**Instructions to follow**
Swap every "segment" in the material below for "outline" and leave all other text as it is. Don't include the pictures in your answer.

**Dataset entries**
++++++++
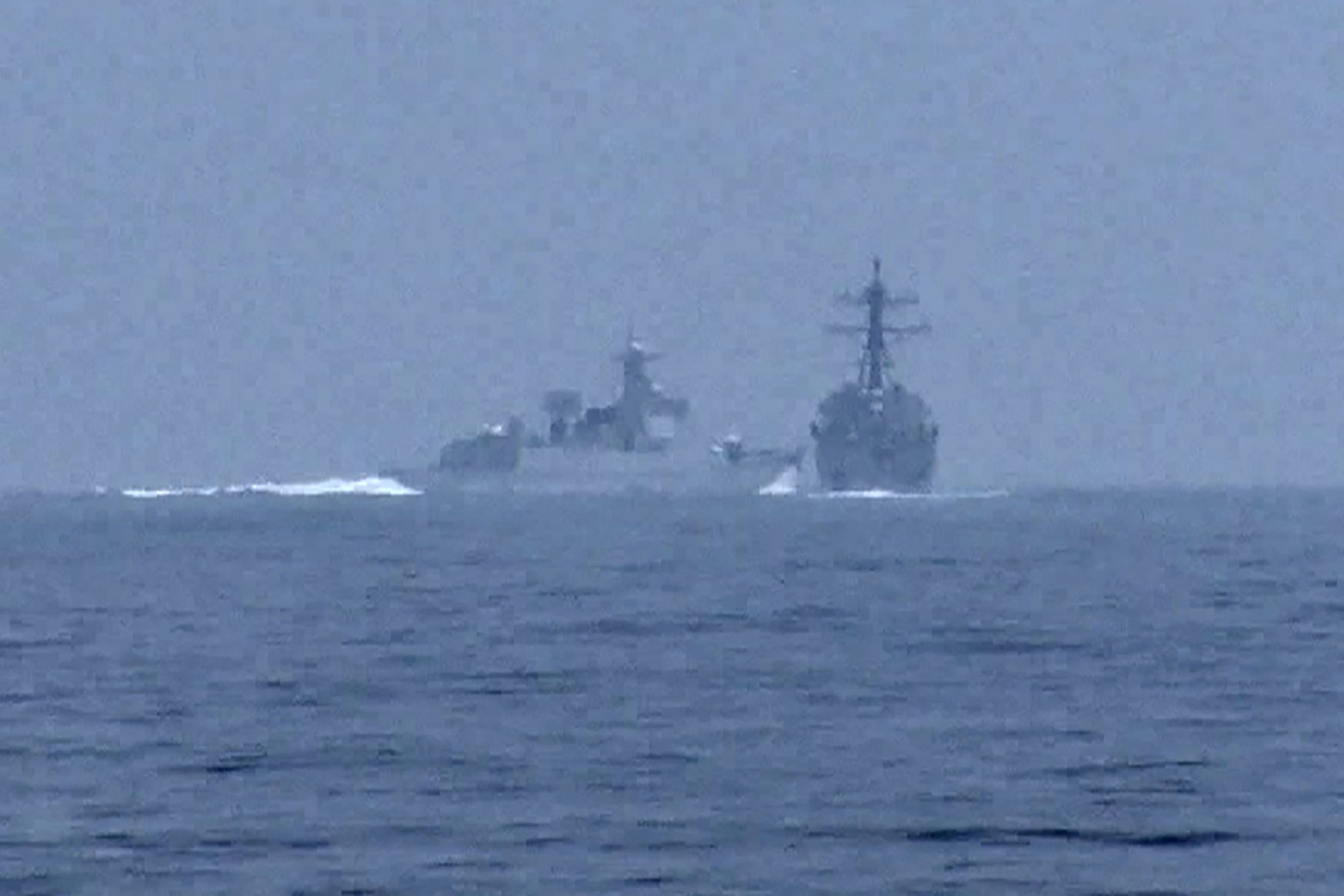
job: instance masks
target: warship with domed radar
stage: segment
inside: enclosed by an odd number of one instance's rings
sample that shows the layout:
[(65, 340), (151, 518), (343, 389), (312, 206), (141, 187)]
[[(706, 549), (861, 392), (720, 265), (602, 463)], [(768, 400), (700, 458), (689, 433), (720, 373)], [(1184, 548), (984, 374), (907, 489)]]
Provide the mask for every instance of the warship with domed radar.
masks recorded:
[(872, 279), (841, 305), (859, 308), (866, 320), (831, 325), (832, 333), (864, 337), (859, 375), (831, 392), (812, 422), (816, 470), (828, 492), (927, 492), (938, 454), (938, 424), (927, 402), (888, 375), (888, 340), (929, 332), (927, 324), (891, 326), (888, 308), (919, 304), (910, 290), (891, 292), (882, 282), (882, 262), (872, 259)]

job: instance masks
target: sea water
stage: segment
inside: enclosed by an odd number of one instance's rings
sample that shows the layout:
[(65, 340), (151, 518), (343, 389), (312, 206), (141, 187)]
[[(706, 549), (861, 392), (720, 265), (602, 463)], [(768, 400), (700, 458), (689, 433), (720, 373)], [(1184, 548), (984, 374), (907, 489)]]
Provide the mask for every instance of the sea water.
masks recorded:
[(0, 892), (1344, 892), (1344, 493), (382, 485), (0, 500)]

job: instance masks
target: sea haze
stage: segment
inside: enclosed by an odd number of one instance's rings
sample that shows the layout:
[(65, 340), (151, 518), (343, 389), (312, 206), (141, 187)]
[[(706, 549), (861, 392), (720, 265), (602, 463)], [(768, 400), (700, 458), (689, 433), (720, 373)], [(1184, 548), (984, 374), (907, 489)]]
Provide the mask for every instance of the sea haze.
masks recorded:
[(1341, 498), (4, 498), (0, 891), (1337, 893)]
++++++++
**Task answer**
job: instance masks
target: warship with domed radar
stage: outline
inside: enclosed by an odd number of one instance's rings
sample that shows the layout:
[(65, 340), (151, 518), (343, 389), (312, 206), (141, 187)]
[[(706, 549), (861, 392), (720, 265), (602, 463)], [(768, 400), (700, 458), (689, 433), (720, 373)], [(1184, 548), (984, 374), (907, 489)]]
Provide the mask for every instance of the warship with domed radar.
masks recorded:
[(872, 279), (841, 305), (859, 308), (866, 320), (831, 325), (832, 333), (864, 337), (859, 375), (831, 392), (812, 422), (816, 470), (828, 492), (927, 492), (938, 454), (938, 424), (927, 402), (888, 375), (888, 340), (929, 332), (927, 324), (891, 326), (888, 308), (919, 304), (910, 290), (891, 292), (882, 282), (882, 262), (872, 259)]

job: instance masks
target: sea water
stage: outline
inside: enclosed by an odd number of one instance's rings
sample that shows the layout:
[(65, 340), (151, 518), (343, 389), (312, 206), (141, 187)]
[[(706, 549), (861, 392), (720, 265), (602, 463)], [(768, 400), (700, 458), (689, 433), (720, 373)], [(1184, 548), (984, 374), (907, 489)]]
Provide the mask for every instance of the sea water.
masks recorded:
[(0, 892), (1344, 892), (1344, 493), (382, 485), (0, 500)]

job: instance masks
target: sea haze
stage: outline
inside: enclosed by an odd number of one instance's rings
sample that shows the layout:
[(65, 340), (151, 518), (343, 389), (312, 206), (141, 187)]
[[(706, 549), (861, 392), (720, 265), (602, 463)], [(768, 400), (700, 458), (689, 433), (720, 373)], [(1184, 548), (984, 374), (907, 489)]]
Provide the mask for every instance of the sea haze.
masks recorded:
[(1341, 498), (4, 498), (0, 891), (1337, 893)]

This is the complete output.